▶ [Document]
I recently discovered online (is there any other way to discover things these days?) that there is a Writer’s Museum in Edinburgh. Say what? I have to go. After all, I’m a writer. Plus, it’s free, which is totally in my price range.
Until I make that trip, however, I’ll have to reminisce about my favorite writerly destinations I’ve visited over the years—and I’ve had a lot of them. Years, that is. But also writer destinations. So here, for your reading pleasure and future travel planning, are my seven favorite destinations:
1. Israel
Yes, it’s the Holy Land. Yes, it’s walking where Jesus walked. And it’s also an amazing experience for a writer. Everywhere you turn, someone wrote there, from the many spots that gave birth to biblical writings to the Bethlehem cave adjoining the Grotto of the Nativity where St. Jerome translated much of the Bible from Hebrew and Greek to the Latin Vulgate.
2. Stratford-upon-Avon
Though William Shakespeare didn’t write any of his plays in Stratford, he may have written some of his sonnets there. But, of course, the Bard’s home and Anne Hathaway’s cottage can be toured.

▶ [Exercise] Name every person the travel post mentions by name. The listing has no connection to the travel post.

▶ [Recorded data]
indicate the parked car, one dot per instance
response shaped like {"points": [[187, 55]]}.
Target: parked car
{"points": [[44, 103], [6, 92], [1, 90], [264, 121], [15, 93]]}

▶ [Exercise response] Jesus, St. Jerome, William Shakespeare, and Anne Hathaway.